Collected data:
__________________________________________________
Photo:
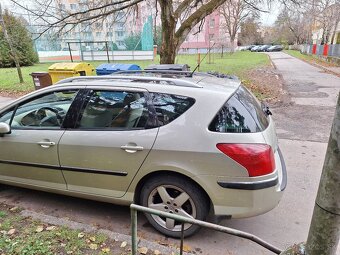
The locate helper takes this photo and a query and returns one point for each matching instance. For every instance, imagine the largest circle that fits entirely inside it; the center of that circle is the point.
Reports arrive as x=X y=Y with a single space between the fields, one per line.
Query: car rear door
x=29 y=154
x=111 y=139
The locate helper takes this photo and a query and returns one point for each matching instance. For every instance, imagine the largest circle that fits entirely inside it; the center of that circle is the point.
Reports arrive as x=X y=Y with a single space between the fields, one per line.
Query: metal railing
x=135 y=208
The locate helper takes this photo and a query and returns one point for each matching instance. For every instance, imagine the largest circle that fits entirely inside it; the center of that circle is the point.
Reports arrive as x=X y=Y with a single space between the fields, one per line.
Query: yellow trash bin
x=60 y=71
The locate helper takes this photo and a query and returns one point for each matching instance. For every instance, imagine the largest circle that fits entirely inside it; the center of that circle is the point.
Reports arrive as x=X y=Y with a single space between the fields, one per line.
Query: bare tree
x=9 y=41
x=327 y=13
x=234 y=12
x=292 y=26
x=177 y=17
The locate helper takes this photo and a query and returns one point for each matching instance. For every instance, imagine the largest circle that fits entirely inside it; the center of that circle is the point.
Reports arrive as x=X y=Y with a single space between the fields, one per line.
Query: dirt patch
x=267 y=84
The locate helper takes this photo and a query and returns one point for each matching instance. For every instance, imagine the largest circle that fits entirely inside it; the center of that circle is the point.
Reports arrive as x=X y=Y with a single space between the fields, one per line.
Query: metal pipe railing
x=134 y=208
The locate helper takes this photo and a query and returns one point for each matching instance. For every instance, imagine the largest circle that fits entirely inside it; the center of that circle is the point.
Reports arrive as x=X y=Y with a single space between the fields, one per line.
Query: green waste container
x=60 y=71
x=41 y=79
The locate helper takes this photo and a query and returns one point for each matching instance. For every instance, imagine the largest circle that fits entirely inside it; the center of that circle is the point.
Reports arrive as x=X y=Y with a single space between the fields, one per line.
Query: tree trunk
x=13 y=53
x=324 y=232
x=169 y=42
x=232 y=42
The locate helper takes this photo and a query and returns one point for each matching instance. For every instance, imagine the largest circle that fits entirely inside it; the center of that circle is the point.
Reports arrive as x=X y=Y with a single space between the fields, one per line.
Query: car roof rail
x=160 y=71
x=169 y=81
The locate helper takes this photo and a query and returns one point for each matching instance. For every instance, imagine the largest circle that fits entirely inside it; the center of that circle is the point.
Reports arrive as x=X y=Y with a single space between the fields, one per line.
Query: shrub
x=22 y=43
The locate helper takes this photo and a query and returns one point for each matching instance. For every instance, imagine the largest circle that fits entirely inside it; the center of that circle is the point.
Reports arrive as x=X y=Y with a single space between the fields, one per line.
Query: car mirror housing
x=4 y=128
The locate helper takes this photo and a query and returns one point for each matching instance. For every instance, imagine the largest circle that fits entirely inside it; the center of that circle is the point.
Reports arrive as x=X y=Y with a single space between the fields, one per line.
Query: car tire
__________________________________________________
TASK TO CARRY OUT |
Rewrite the records from their start through the line containing "x=135 y=208" as a numbered list with one line per item. Skip blank lines and leave the pictures out.

THE RESULT |
1. Photo:
2. The locate helper takes this photo and a query and returns one point for each matching instance. For every instance, imagine the largest circle that fits entirely inside it; the center of that circle is the point.
3. Reports arrive as x=X y=Y with a single space between the fields, one per line.
4. Query: car rear door
5. x=29 y=154
6. x=111 y=139
7. The locate helper takes this photo and a query and returns one point for each matching instance. For every instance, imagine the largest circle that fits entirely inside it; the center of that circle is the point.
8. Reports arrive as x=X y=Y with a single space between the fields, one per line.
9. Query: metal railing
10. x=135 y=208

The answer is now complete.